* _Raw records_
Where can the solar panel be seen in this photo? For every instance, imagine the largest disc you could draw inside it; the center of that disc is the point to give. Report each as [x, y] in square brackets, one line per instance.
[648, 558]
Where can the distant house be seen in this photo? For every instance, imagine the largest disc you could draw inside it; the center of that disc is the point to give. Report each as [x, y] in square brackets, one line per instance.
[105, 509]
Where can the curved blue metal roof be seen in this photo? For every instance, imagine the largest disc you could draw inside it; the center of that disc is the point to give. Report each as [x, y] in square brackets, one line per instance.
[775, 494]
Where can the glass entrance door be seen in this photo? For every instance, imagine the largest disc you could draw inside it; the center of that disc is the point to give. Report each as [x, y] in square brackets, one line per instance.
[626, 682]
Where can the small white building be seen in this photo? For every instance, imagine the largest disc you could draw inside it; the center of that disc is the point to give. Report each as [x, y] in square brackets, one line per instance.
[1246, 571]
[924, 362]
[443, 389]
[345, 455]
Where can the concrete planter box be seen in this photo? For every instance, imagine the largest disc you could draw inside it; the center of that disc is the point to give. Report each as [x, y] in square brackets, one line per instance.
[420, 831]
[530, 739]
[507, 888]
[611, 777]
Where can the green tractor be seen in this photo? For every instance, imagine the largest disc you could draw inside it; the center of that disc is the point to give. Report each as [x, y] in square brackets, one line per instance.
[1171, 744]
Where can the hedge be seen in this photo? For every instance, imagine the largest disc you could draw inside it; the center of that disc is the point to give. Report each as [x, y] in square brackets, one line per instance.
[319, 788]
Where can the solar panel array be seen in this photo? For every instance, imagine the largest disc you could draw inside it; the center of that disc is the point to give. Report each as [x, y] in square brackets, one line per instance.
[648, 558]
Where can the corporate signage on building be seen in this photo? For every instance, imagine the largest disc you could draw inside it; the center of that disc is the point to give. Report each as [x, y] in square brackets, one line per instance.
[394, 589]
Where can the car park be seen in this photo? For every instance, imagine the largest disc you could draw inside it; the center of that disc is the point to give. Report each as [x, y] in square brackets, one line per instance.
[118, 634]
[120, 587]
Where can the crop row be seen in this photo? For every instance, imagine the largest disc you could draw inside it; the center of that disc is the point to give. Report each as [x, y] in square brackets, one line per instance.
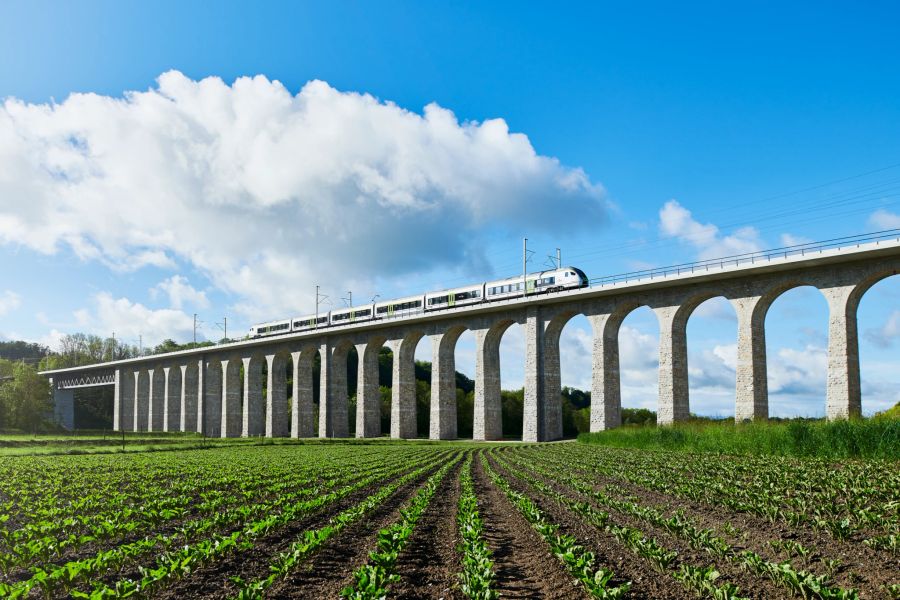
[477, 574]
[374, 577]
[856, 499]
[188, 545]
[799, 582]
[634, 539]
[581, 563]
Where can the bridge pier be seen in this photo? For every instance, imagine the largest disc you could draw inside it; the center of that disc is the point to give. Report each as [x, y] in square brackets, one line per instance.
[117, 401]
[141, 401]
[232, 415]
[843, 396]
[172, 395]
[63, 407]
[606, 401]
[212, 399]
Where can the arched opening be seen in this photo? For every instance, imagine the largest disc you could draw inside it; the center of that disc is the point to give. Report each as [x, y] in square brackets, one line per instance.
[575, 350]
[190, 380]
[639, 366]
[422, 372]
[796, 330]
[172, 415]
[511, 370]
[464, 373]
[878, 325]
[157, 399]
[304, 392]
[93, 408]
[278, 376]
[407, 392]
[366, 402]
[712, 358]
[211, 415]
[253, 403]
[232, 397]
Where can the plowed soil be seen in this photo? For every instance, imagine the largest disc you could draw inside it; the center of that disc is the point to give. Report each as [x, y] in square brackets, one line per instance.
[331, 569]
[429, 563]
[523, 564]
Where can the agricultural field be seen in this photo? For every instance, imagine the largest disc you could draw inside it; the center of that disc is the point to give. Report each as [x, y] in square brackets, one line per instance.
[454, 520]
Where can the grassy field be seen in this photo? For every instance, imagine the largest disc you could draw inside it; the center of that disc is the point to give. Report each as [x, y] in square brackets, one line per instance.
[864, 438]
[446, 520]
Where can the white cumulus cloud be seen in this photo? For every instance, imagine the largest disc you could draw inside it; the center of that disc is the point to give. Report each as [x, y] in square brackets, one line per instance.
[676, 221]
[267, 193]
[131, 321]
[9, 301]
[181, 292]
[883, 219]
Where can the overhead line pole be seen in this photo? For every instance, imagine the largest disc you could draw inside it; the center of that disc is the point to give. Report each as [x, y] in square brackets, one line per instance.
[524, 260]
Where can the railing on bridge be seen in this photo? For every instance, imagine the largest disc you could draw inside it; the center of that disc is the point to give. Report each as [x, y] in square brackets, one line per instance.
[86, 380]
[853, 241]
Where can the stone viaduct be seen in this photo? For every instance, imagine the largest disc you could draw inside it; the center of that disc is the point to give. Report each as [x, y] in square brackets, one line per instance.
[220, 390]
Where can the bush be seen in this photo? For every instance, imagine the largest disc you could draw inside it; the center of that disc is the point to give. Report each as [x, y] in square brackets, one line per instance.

* _Job_
Set down all the data again exactly as above, pictures excluded.

* _Final result_
Where can the solar panel be seen in this photo? For every instance, imagine the largest disc you could draw inside it; the center of that disc is the point to give. Report each as [x, y] in square brackets, one line per instance.
[648, 558]
Where can the distant house be seen in this photo? For every instance, imagine the largest disc you could draw inside it; the center of that disc is the point to give. Report each as [x, y] in square brackets, one line per instance.
[105, 509]
Where can the curved blue metal roof be seen in this photo? For every instance, imagine the largest disc you could draw inside it; the center of that disc is the point to give. Report each as [x, y] in square brackets, one line per instance.
[775, 494]
Where can the glass entrance door be seen in this photo? For every instance, imagine the largest disc you could draw inside it; the center of that disc is the point to give. Report each as [x, y] in square brackets, one line per instance.
[626, 682]
Where can the small white building be seen in this photo? For every instance, imagine the largest disc you could draw inside it; the center of that disc is the point to give. Report each as [x, y] in square brackets, one line per instance.
[1246, 571]
[924, 362]
[443, 389]
[345, 455]
Where can the concrete planter box be seen in this photo? For every instance, imagine the largest disc you could draw inside it; the center of that disc is the point to give. Report each as [x, y] in square brackets, one line per instance.
[420, 831]
[530, 739]
[507, 888]
[611, 777]
Where can the green tractor be seen in this photo? For every instance, imagine the largest disc you could draw inside it; the center of that disc is the point to give. Report each as [x, y] in square brackets, one line per instance.
[1171, 744]
Where can the hedge be seen in this photo? For every instance, imagine the largest disc you could draw inside it; the center of that disc is the point to give. Report each as [x, y] in square brackets, one line per instance.
[319, 788]
Where can the solar panel array be seen in this photo? For every instance, imagine the largest disc you could draw inside it; the center of that disc is the point to give. Report each as [x, y] in square brackets, one line per instance.
[648, 558]
Where can the corporate signage on building be seen in this photo? For every instance, imagine the largest disc you could draw inside it; the center of that disc is the point to give. Report each as [x, y] in square brackets, one line per instance.
[394, 589]
Where can the car park be seen in this photo? For every instance, imagine the largest disc you could draw inside it; the center of that disc is the point to give. Report each as [x, y] in square brackets, one line per instance.
[118, 634]
[120, 587]
Where can the crop row be seen in this photo? For every instance, imagine the largest disc you could draw inside it; the center of that disc is the point to give. Report each as [x, y] in square brackets, one line per instance.
[477, 574]
[374, 577]
[856, 499]
[188, 545]
[799, 582]
[634, 539]
[581, 563]
Where can the bridge pier be seen in this photo? For every instance, imagine the largest disc you could draw inside it; the center of that disc is the point to give. Report each as [x, y] in square brackets, one line per instance.
[117, 401]
[141, 401]
[232, 415]
[843, 396]
[172, 395]
[63, 407]
[606, 401]
[212, 399]
Where can the arched opening be seen in this photo? For every instance, imagine the largest disc you could draw inside it; the center of that disc is the point to give. Report each as [x, y] in square brackets, one line per instance.
[575, 350]
[190, 380]
[639, 366]
[422, 372]
[796, 330]
[172, 415]
[511, 370]
[464, 373]
[878, 325]
[157, 399]
[304, 392]
[93, 408]
[278, 376]
[407, 392]
[366, 402]
[712, 358]
[211, 415]
[253, 403]
[232, 397]
Where can the plowed soil be seen in this photo? For every instance, imagine the largest disc you could draw inside it; the center of that disc is the point to give. Report each as [x, y] in square brackets, one line per instance.
[331, 569]
[429, 563]
[523, 564]
Where can the agricultural field be seen in this photo? For every instance, imagine the largest disc you could draw inside it; the center of that disc is the point to give. Report each as [x, y] in square brackets, one line per instance.
[454, 520]
Where can the grassy field be seen in this photo? For every instance, imagine the largest disc you could draw inside it; the center of that disc is the point to give. Report each as [x, y] in square brackets, one line per instance.
[864, 438]
[446, 520]
Where can the white cumulus cloud be seen in this photo? For every instance, imagine the largest disc you could draw inside it; the center of that disc is the point to give. Report each as [x, y] in square brackets, one line per instance.
[676, 221]
[267, 193]
[131, 321]
[9, 301]
[181, 292]
[883, 219]
Where can the overhead line pole be seen in this photo? For every instance, imagine the largest disc you could draw inside it; the center of that disc is the point to give. Report each as [x, y] in square brackets, one line per instance.
[524, 260]
Where can the railing on bridge be seen in this photo? For every instance, imagine the largest disc you could draw inside it; the center of that disc is the point to give. Report each as [x, y] in square brackets, one line per instance.
[86, 380]
[853, 241]
Where can the stone viaduct be seen in this photo? For every instance, imagine the largest disc you could draw inside it; the center of that disc is the point to give. Report each as [x, y] in square brackets, one line per instance.
[220, 390]
Where can the bush be seen in this photo? For every instance, imagine the largest disc you could draw inside it; the center of that disc is the point to give. Report each as [x, y] in square brackets, one line per instance.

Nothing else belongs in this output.